Task requirements: Could you retype all of the material below word for word, line by line, without changing anything?

=== Record excerpts ===

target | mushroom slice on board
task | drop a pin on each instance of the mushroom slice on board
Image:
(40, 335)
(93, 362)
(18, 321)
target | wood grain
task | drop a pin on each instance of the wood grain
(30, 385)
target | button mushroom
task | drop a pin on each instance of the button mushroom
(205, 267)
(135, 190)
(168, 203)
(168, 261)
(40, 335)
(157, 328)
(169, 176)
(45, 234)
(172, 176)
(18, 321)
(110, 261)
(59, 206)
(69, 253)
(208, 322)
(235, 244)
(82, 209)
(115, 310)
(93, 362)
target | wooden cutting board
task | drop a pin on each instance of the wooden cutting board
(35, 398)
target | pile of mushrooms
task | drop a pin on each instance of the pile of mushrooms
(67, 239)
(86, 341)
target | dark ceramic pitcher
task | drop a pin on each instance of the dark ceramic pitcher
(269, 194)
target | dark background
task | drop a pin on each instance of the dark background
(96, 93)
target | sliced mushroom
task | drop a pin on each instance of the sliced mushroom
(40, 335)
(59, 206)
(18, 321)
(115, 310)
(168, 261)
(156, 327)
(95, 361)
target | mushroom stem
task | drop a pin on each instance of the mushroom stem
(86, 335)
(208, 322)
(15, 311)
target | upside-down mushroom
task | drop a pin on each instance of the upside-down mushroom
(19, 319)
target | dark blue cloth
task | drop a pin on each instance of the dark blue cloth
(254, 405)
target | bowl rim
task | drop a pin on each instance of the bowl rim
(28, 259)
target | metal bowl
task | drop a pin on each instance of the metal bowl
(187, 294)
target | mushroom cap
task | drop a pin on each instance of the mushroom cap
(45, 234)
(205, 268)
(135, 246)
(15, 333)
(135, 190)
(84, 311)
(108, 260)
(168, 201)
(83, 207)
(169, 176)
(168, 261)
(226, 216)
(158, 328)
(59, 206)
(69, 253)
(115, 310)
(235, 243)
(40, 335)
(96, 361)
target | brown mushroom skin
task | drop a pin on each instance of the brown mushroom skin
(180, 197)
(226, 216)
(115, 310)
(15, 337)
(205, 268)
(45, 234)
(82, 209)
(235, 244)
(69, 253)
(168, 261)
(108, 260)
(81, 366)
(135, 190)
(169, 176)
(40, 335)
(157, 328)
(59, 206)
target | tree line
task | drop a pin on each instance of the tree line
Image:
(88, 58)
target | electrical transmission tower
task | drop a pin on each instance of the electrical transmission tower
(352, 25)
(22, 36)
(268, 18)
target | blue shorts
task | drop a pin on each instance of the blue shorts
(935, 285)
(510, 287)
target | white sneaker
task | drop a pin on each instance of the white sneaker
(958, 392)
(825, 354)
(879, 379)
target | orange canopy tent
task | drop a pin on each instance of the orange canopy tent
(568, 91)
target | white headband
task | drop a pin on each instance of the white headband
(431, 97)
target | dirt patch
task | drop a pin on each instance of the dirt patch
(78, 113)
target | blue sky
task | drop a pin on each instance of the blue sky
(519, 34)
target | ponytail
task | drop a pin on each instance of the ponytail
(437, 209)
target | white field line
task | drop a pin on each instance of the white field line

===

Exercise output:
target | mushroom slice on board
task | drop a pin on each instance of the mushroom slice on board
Image:
(40, 335)
(93, 362)
(18, 321)
target | wood grain
task | drop a pin on each instance of the wood grain
(30, 385)
target | button mushroom
task | drop a pin on each instance of the button mushroom
(205, 267)
(135, 190)
(168, 203)
(168, 261)
(40, 335)
(157, 328)
(169, 176)
(45, 234)
(172, 176)
(18, 321)
(110, 261)
(59, 206)
(69, 253)
(208, 322)
(235, 244)
(82, 209)
(115, 310)
(93, 362)
target | wooden cutting board
task | drop a pin on each instance of the wooden cutting board
(35, 398)
target | pile of mushrooms
task | drop a pin on each instance of the pile of mushrooms
(67, 239)
(86, 341)
target | dark ceramic pitcher
task | drop a pin on each instance of the dark ceramic pitcher
(269, 194)
target | dark background
task | drop a pin on each instance of the dark background
(96, 93)
target | sliced mushroom
task | drop a pin on each instance of the sliced mushroom
(40, 335)
(59, 206)
(18, 321)
(115, 310)
(168, 261)
(156, 327)
(95, 361)
target | mushroom stem
task | drop a pin on each instance of the mushroom stem
(86, 335)
(208, 322)
(15, 311)
target | upside-down mushroom
task | drop a pin on each instance of the upside-down mushroom
(19, 319)
target | dark blue cloth
task | drop a pin on each instance of the dark blue cloth
(254, 405)
target | bowl rim
task | drop a pin on each instance of the bowl rim
(28, 259)
target | metal bowl
task | drop a pin on each instance of the metal bowl
(187, 294)
target | mushroom cap
task | drop a pin on each instance of the mushroom cap
(45, 234)
(205, 268)
(135, 246)
(15, 333)
(135, 190)
(84, 311)
(108, 260)
(168, 201)
(83, 207)
(169, 176)
(168, 261)
(226, 216)
(158, 328)
(59, 206)
(69, 253)
(115, 310)
(235, 243)
(40, 335)
(96, 361)
target | brown mushroom skin
task | drop a pin on each instance of the brown mushroom skin
(180, 197)
(226, 216)
(115, 310)
(15, 337)
(205, 268)
(45, 234)
(82, 209)
(235, 244)
(69, 253)
(168, 261)
(108, 260)
(81, 366)
(135, 190)
(169, 176)
(40, 335)
(157, 328)
(59, 206)
target | tree line
task | drop a pin on each instance of the tree line
Image:
(88, 58)
target | electrical transmission tower
task | drop a pin on each instance of the electrical transmission tower
(352, 25)
(22, 36)
(268, 18)
target | blue shorts
task | drop a pin on each instance of the blue shorts
(935, 285)
(510, 287)
target | white sneaker
task | drop a pin on each instance of the white sneaker
(958, 392)
(825, 354)
(879, 379)
target | orange canopy tent
task | drop a pin on each instance of the orange canopy tent
(568, 91)
target | white headband
task | drop a pin on each instance of the white headband
(431, 97)
target | dirt patch
task | drop a pin on each instance of the dirt patch
(78, 113)
target | blue sky
task | drop a pin on each instance of the blue sky
(519, 34)
target | ponytail
task | drop a pin on each instance of the ponytail
(437, 209)
target | white field line
task | drop a pin on each instance of the white field line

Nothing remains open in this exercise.